- REQUIREMENT
Lay out the lines of the records below as a Markdown table with the columns "Row" and "Line," skipping blank lines and leaving the pictures out.

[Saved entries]
++++
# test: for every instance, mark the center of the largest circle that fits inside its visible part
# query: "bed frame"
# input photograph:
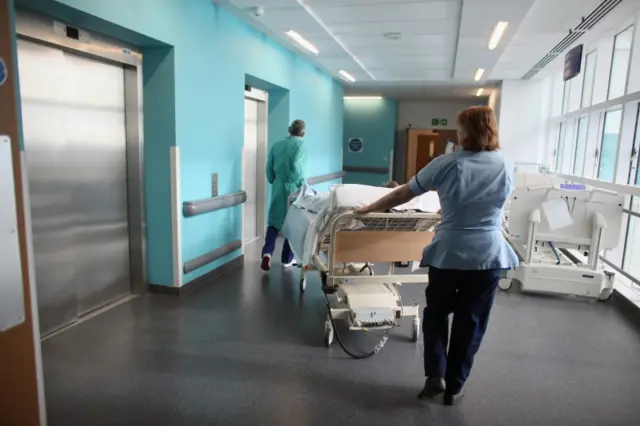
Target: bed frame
(344, 257)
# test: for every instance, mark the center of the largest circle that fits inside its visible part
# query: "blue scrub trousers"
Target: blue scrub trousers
(270, 245)
(469, 296)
++++
- WRITTEN ANSWER
| Row | Line |
|---|---|
| 1 | # test: for every instance, mark the center of the largest circle that fits inside its visible part |
| 2 | # query: "bed frame" |
| 3 | # input photograph: |
| 4 | Target: bed frame |
| 5 | (344, 257) |
| 6 | # test: for every instance, mark the center of the largest circle that fits inside its visible part |
| 7 | # query: "blue scrub trousers" |
| 8 | Target: blue scrub trousers |
| 9 | (270, 245) |
| 10 | (469, 296) |